[Region annotation lines]

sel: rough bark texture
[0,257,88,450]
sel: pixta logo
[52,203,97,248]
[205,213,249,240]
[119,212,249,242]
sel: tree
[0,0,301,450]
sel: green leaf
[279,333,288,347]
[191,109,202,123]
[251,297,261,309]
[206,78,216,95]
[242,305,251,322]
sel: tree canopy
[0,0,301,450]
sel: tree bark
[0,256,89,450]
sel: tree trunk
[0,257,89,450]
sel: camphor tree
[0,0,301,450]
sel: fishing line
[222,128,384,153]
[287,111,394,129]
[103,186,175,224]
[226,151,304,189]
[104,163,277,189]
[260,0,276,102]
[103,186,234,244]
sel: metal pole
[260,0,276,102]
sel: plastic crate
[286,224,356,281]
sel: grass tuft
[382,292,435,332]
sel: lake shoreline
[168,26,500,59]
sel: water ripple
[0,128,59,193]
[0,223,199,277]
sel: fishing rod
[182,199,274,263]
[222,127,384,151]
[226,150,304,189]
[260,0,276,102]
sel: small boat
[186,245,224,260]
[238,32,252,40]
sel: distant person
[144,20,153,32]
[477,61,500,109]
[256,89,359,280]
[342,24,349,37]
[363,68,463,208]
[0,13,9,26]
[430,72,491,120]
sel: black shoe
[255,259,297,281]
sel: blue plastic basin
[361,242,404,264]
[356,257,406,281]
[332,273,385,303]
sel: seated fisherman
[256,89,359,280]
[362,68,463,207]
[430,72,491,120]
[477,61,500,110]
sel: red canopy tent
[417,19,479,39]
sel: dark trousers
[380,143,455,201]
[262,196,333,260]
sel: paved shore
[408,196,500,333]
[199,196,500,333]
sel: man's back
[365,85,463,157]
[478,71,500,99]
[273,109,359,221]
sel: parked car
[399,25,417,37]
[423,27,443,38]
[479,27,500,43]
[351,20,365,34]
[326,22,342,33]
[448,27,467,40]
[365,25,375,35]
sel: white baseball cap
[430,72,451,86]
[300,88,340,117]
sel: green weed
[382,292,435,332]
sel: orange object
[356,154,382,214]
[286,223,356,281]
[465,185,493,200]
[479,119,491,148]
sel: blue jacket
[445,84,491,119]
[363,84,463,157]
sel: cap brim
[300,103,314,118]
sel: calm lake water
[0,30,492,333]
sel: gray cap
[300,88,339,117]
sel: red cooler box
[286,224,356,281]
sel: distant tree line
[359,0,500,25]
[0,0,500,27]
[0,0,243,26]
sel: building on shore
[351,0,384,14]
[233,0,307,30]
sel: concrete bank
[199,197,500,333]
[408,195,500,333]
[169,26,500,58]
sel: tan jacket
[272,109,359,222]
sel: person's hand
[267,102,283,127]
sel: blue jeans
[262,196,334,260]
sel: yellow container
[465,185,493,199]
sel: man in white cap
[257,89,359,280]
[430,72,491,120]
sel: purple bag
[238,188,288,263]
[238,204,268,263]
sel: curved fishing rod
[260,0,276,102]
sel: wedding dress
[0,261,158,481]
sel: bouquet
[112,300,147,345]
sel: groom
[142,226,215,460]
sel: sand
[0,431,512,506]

**WRITTEN REQUEST**: Rewrite these lines as a numbered list, omitting any blank lines.

**RESULT FOR THIS TASK**:
1. sel: rough bark texture
2. [0,257,88,450]
3. sel: pixta logo
4. [52,203,97,248]
5. [205,213,249,240]
6. [119,212,249,242]
7. sel: tree
8. [0,0,301,450]
9. sel: green leaf
10. [279,333,288,347]
11. [191,109,202,123]
12. [251,297,261,309]
13. [206,78,216,95]
14. [242,305,251,322]
15. sel: tree canopy
16. [0,0,301,450]
17. sel: tree bark
18. [0,256,89,450]
19. sel: tree trunk
20. [0,257,89,450]
21. sel: camphor tree
22. [0,0,301,450]
23. sel: fishing line
24. [222,128,384,153]
25. [287,111,394,129]
26. [103,186,175,224]
27. [226,151,304,189]
28. [104,163,277,189]
29. [260,0,276,102]
30. [103,186,234,244]
31. sel: metal pole
32. [260,0,276,102]
33. sel: plastic crate
34. [286,224,356,281]
35. sel: grass tuft
36. [382,292,435,332]
37. sel: lake shoreline
38. [168,26,500,59]
39. sel: water ripple
40. [0,128,59,193]
41. [0,223,199,277]
42. sel: fishing rod
43. [182,199,274,263]
44. [222,127,384,151]
45. [226,150,304,189]
46. [260,0,276,102]
47. sel: small boat
48. [186,245,224,260]
49. [238,32,252,40]
50. sel: distant person
51. [144,20,153,32]
52. [477,61,500,109]
53. [256,89,359,280]
54. [342,24,349,37]
55. [363,68,463,208]
56. [0,13,9,26]
57. [430,72,491,120]
58. sel: black shoe
59. [255,259,297,281]
60. sel: blue plastic basin
61. [361,242,404,264]
62. [356,257,406,281]
63. [332,273,385,303]
64. sel: seated fisherman
65. [256,89,359,280]
66. [362,68,463,207]
67. [430,72,491,120]
68. [477,61,500,110]
69. sel: red canopy tent
70. [417,19,479,39]
71. sel: dark trousers
72. [380,143,455,201]
73. [262,196,333,260]
74. sel: paved shore
75. [408,196,500,333]
76. [199,196,500,333]
77. sel: man's back
78. [365,85,463,157]
79. [478,71,500,99]
80. [273,109,359,221]
81. sel: parked car
82. [399,25,417,37]
83. [423,27,443,38]
84. [479,27,500,43]
85. [351,20,365,34]
86. [326,22,342,33]
87. [448,27,467,40]
88. [365,25,375,35]
89. sel: white baseball cap
90. [430,72,451,86]
91. [300,88,340,117]
92. sel: green weed
93. [382,292,435,332]
94. sel: orange object
95. [356,154,382,214]
96. [286,223,356,281]
97. [465,185,493,200]
98. [479,119,491,148]
99. sel: blue jacket
100. [445,84,491,119]
101. [363,84,463,157]
102. sel: cap brim
103. [300,103,314,118]
104. sel: calm lake water
105. [0,30,492,333]
106. sel: gray cap
107. [300,88,339,117]
108. sel: red cooler box
109. [286,224,356,281]
110. sel: distant tree line
111. [359,0,500,25]
112. [0,0,500,27]
113. [0,0,243,26]
114. sel: building on shore
115. [351,0,384,14]
116. [233,0,307,30]
117. sel: concrete bank
118. [199,197,500,333]
119. [408,195,500,333]
120. [169,26,500,58]
121. sel: tan jacket
122. [272,109,359,222]
123. sel: person's hand
124. [267,102,283,127]
125. sel: blue jeans
126. [262,196,334,260]
127. sel: yellow container
128. [465,185,493,199]
129. sel: man in white cap
130. [257,89,359,280]
131. [430,72,491,120]
132. sel: purple bag
133. [238,188,288,263]
134. [238,204,268,263]
135. sel: curved fishing rod
136. [260,0,276,102]
137. sel: wedding dress
138. [0,261,158,481]
139. sel: bouquet
140. [112,300,147,345]
141. sel: groom
142. [142,226,215,460]
143. sel: sand
144. [0,431,512,506]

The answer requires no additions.